**Directions for this task**
Each line from the one that contains "Query: gray cap" to the end of the material must be set down exactly, and no line before it.

**Data provided**

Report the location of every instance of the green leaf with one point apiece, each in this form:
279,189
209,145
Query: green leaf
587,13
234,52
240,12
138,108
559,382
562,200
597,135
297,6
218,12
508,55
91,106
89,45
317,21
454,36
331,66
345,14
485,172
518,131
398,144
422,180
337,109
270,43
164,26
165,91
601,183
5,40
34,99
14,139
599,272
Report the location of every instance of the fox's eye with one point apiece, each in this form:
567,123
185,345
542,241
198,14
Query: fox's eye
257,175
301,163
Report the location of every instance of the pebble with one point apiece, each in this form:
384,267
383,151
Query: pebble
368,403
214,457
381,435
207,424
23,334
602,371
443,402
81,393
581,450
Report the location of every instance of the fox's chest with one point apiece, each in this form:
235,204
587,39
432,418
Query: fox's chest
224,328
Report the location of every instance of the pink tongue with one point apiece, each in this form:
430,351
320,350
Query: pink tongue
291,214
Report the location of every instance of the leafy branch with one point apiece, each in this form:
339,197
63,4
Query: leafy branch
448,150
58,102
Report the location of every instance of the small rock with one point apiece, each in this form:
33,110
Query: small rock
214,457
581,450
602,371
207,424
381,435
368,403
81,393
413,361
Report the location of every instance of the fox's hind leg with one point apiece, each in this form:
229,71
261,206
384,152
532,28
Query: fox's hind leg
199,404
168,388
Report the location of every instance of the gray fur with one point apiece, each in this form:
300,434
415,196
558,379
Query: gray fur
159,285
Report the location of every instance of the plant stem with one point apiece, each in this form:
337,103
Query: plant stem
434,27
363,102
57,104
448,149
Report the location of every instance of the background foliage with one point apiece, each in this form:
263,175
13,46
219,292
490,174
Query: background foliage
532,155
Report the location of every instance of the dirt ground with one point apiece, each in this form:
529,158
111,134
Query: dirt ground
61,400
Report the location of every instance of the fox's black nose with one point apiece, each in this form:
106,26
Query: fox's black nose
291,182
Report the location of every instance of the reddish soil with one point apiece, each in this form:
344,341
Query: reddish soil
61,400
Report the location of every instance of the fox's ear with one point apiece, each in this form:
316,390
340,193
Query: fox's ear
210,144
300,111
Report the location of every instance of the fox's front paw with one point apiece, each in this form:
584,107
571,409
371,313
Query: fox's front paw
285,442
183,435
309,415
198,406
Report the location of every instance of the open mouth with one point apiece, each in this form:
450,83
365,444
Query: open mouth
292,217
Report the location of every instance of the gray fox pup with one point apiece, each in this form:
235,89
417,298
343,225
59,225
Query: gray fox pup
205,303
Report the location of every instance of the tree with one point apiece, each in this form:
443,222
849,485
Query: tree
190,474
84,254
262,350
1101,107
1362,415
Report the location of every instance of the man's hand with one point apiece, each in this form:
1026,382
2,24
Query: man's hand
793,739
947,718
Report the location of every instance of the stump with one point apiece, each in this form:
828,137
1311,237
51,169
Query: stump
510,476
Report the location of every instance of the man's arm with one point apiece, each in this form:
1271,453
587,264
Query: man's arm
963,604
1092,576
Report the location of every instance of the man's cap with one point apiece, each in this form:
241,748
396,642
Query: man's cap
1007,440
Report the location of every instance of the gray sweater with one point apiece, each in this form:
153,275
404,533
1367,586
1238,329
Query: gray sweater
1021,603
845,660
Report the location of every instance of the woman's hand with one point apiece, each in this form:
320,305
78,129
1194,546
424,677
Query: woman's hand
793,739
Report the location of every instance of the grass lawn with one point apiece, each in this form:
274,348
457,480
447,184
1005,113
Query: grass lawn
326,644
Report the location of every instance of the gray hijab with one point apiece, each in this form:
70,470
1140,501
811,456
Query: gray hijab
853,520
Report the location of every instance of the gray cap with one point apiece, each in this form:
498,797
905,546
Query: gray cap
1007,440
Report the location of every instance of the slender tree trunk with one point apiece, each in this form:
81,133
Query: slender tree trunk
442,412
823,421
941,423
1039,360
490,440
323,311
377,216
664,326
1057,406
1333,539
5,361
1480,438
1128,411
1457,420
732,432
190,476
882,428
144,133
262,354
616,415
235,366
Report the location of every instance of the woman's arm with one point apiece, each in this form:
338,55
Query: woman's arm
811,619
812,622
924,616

**Solution for this task**
Query: gray cap
1007,440
Report the location of every instance of the slender tree trunk with one point apiece, each in this form:
81,133
Query: slender tree trunk
442,412
823,421
941,423
1039,360
490,440
323,311
377,216
664,326
1057,406
1333,539
5,361
1480,438
1128,411
1457,420
732,432
190,476
882,428
144,133
262,354
616,415
235,366
Report the location of every instance of the woman's arm with one point apiece, each in this form:
338,55
Query: woman's arm
811,619
812,622
924,616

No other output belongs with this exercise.